*Task details*:
Your output should be the line with "Object: intact windowless" and all following lines of the data below, through the end, repeated exactly.

*Data shown*:
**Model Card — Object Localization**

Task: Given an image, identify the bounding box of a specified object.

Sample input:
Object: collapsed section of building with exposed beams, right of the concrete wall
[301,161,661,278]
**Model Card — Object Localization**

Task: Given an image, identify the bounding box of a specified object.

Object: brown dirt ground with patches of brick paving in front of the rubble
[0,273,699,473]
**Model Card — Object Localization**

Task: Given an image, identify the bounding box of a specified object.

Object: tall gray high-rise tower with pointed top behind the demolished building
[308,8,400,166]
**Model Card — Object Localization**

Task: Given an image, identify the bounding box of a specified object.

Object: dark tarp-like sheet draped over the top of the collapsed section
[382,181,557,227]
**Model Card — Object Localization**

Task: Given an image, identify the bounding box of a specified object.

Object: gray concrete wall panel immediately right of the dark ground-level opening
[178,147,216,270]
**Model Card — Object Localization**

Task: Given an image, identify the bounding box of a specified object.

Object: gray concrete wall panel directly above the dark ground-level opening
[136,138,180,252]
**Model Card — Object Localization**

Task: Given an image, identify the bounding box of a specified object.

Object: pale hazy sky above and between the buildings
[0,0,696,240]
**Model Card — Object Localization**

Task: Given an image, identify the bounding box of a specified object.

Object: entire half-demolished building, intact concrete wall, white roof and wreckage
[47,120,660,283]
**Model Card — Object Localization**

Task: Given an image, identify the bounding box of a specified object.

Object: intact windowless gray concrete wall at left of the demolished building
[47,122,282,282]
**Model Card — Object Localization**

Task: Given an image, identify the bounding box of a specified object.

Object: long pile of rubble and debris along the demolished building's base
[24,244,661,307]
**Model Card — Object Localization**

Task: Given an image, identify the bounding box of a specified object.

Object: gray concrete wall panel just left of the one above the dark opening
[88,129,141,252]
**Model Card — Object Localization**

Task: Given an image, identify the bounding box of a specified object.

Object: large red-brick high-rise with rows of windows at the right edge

*Written answer*:
Object: intact windowless gray concrete wall at left of the demolished building
[47,122,282,282]
**Model Card — Object Localization**

Task: Given an image, identify the bounding box of a specified object.

Object: long pile of rubble and debris along the demolished building's base
[24,244,661,307]
**Model Card — Object Localization**

Task: Given an image, identify the bounding box of a specified object.

Object: gray concrete wall panel just left of the one above the dark opening
[88,129,141,252]
**Model Card — Object Localization**

Task: Given an image, identify the bounding box of a specified object.

Object: large red-brick high-rise with rows of windows at the right edge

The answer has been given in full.